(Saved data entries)
"""
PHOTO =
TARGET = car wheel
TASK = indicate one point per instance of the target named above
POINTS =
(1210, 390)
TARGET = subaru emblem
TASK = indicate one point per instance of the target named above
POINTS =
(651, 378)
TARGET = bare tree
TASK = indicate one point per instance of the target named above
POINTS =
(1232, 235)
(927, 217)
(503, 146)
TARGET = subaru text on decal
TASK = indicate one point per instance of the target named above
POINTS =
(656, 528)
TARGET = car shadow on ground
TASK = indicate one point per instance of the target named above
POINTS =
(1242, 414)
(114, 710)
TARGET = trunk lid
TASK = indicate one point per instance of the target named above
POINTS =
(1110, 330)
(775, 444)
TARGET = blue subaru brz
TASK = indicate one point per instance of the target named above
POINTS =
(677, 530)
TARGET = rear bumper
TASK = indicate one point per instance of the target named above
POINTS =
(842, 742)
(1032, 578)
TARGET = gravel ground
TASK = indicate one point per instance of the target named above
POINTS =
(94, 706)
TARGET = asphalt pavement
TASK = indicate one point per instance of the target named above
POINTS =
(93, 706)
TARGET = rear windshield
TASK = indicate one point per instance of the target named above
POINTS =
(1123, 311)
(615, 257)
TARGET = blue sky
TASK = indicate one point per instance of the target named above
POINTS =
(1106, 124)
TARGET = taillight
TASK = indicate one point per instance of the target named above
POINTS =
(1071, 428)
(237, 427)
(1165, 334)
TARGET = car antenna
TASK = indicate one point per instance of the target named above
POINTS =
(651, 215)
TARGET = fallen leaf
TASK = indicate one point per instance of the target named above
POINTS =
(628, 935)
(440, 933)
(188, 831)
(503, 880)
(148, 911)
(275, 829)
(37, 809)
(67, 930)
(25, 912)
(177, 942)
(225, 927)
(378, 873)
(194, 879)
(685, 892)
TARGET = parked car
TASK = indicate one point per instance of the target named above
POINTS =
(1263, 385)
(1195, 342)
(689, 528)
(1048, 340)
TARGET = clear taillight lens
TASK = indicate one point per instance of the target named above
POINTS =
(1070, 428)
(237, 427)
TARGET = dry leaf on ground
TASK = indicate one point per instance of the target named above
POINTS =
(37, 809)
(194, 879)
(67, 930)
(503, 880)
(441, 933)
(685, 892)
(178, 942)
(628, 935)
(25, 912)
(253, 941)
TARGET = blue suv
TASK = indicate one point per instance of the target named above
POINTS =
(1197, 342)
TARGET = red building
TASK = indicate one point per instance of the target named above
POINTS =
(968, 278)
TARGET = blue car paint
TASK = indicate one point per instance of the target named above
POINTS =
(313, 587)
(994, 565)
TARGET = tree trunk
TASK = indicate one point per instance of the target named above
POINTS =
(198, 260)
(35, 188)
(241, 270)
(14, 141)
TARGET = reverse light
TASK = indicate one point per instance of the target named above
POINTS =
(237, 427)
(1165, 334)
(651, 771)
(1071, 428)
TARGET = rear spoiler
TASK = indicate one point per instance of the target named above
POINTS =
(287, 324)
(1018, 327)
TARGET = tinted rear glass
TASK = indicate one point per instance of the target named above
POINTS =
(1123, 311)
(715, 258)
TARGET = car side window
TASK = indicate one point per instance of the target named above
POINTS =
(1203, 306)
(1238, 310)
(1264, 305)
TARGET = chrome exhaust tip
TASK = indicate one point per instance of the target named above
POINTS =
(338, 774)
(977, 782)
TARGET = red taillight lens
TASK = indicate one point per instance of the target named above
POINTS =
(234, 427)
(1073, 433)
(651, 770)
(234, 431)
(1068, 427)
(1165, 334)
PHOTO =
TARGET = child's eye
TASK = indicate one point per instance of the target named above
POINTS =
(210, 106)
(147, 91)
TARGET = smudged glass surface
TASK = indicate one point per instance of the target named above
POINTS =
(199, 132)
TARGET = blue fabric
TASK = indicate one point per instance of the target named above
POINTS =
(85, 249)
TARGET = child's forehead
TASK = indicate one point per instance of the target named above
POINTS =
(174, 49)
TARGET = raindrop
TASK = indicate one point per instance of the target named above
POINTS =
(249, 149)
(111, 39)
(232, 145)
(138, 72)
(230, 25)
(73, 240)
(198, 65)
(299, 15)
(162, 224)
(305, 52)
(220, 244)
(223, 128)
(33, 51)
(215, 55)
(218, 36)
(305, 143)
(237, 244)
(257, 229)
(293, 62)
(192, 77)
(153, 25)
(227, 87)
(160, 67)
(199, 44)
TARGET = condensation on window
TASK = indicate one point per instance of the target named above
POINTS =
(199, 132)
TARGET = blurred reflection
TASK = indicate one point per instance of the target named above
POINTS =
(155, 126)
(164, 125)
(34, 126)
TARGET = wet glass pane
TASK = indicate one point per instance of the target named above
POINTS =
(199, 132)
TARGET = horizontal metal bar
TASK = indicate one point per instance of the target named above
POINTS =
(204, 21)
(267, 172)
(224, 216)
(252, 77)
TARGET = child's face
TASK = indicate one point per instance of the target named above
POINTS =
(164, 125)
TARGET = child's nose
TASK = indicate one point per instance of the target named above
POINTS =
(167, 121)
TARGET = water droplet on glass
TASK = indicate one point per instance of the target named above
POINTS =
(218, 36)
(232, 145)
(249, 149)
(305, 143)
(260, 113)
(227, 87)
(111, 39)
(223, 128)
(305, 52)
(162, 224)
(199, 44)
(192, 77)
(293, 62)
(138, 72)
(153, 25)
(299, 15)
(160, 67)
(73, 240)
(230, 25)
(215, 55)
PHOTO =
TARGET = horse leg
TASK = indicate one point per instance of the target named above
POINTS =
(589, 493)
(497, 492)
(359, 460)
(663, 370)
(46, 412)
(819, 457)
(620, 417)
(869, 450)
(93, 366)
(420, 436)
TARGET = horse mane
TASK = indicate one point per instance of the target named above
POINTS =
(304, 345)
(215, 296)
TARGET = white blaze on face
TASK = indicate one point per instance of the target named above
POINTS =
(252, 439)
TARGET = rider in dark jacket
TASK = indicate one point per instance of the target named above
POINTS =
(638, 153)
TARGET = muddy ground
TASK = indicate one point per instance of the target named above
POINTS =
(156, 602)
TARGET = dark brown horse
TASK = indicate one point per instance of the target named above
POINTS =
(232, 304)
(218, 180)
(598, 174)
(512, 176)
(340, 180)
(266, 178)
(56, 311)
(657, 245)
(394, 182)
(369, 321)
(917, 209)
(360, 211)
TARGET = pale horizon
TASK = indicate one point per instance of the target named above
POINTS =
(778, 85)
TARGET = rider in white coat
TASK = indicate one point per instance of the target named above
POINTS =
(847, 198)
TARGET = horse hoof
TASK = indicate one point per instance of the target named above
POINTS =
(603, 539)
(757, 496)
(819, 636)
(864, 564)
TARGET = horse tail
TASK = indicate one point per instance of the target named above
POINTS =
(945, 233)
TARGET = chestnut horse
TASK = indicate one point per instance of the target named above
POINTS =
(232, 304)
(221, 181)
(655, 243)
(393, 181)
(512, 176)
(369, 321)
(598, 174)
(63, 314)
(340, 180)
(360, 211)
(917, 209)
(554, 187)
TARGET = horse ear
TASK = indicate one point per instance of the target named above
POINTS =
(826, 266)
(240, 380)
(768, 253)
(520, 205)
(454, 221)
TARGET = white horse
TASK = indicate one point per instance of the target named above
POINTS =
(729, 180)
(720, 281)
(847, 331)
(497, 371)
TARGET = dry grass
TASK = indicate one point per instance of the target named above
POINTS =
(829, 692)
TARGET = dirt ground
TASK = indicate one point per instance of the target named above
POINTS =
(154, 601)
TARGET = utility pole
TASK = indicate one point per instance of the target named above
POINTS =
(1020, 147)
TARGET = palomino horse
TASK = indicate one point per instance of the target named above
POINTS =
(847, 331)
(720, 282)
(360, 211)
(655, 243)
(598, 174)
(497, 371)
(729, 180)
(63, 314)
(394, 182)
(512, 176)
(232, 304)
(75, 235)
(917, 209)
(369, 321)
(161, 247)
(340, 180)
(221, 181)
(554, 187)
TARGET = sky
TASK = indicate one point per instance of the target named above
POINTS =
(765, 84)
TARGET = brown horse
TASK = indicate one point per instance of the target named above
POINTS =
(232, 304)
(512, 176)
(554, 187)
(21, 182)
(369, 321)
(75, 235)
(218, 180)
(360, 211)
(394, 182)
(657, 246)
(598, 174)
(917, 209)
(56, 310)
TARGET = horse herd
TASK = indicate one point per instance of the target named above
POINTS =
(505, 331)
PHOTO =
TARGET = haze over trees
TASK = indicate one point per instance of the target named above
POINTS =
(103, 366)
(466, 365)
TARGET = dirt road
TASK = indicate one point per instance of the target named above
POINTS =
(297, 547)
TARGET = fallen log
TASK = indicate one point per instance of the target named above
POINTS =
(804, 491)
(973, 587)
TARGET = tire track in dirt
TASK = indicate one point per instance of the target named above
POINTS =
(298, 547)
"""
**Problem:**
Show a copy of each line from the records above in which the string "fallen" occurs.

**Task answer:**
TARGET = fallen leaf
TARGET = fallen log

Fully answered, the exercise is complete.